╔══

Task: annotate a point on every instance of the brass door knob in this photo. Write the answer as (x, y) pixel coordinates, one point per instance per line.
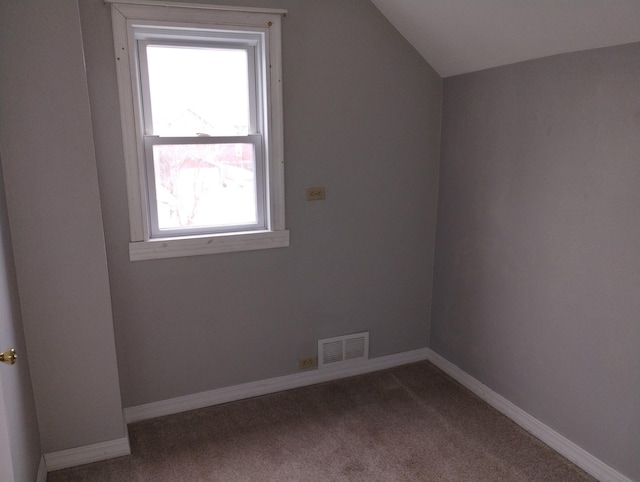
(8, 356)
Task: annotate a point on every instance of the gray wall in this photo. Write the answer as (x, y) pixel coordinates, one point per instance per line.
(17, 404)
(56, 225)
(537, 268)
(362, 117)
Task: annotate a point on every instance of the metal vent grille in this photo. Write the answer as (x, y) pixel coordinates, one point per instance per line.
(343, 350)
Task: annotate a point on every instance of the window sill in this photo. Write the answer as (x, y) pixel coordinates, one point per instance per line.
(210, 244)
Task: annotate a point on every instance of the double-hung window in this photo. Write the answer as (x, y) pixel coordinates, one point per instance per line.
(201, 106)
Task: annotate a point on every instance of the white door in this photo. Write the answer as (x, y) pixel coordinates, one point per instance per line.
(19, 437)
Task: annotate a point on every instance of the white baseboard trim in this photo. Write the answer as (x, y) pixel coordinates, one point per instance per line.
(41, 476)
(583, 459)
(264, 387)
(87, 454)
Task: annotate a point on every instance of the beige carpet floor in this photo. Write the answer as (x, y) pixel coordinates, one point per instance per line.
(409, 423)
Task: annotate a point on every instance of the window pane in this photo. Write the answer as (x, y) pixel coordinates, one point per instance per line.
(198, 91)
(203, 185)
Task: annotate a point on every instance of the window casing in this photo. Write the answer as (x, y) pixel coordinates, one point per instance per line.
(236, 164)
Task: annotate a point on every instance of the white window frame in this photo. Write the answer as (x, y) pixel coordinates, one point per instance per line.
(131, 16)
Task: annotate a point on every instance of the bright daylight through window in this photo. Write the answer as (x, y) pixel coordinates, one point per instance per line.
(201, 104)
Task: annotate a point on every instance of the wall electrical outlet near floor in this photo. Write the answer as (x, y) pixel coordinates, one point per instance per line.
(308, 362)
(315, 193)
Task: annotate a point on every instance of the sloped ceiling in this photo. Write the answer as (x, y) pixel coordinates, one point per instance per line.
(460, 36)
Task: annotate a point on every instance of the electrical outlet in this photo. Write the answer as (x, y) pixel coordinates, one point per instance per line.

╚══

- **Stated goal**: Replace every "annotate" with "mark" throughout the records above, changing nothing else. Give the result without the pictures.

- **Full answer**:
Task: mark a point on every instance of the brass door knob in this photo. Write the answer as (x, y) pixel coordinates, one point per instance per line.
(8, 356)
Task: mark a point on every instance of the gray wall in this photo. Write the answer as (x, y) pixel coordinates, one point per instance per line.
(17, 404)
(56, 225)
(537, 268)
(362, 117)
Task: mark a point on every instance of the metal vent grille in this photo. Write the answer as (x, y) pixel coordinates, one point per instance per line.
(343, 350)
Task: mark a point on every instance of the window sill in this photo. Write the answer as (x, y) pixel coordinates, one point per instance per line.
(210, 244)
Task: mark a point on every instance of the double-hung window in this photo. Write the answer as (x, y) pixel coordinates, one point per instance per line.
(201, 106)
Task: mark a point on every instance of the white door in this photo. Write the answer as (x, y) pixel coordinates, one point per instance per line.
(19, 437)
Task: mark a point on every instance of the white baseboard trim in this photo. Write the answer as (x, y) pixel coordinates, one point per instance per line.
(41, 476)
(583, 459)
(264, 387)
(87, 454)
Task: mark a point on every instance of the beige carpet floor in this photo. Write the answer as (x, y) pixel coordinates, one point per instance per line.
(409, 423)
Task: mark a point on every instance of the window pane in this photo. Write the answer as (x, y) pixel coordinates, one point per instance per line.
(198, 91)
(203, 185)
Task: mark a point on every instance of the window casing in this photo. Write the answer as (x, y) pixel coordinates, one point per instance per line.
(236, 164)
Task: mark a point on every instance of the white window frame in this photo. Write the answer as (x, y) pixel coordinates, one point per instance per line.
(131, 16)
Task: mark a point on every instance of the bright daylight through window in this photo. Write the answer as (x, y) pixel coordinates, one point per instance per line.
(201, 104)
Task: mark a point on every instance of the wall electrical outlet near floor in this photo. Write the answer as (x, y) pixel coordinates, one point per instance per line.
(308, 362)
(315, 193)
Task: mark a point on every instance of the sloped ceiling in this photo. Write the answer as (x, y) pixel coordinates, one point per instance per line.
(460, 36)
Task: mark a point on every instance of the electrical outlet in this photo. Write the answer as (x, y) pixel coordinates, one point per instance per line.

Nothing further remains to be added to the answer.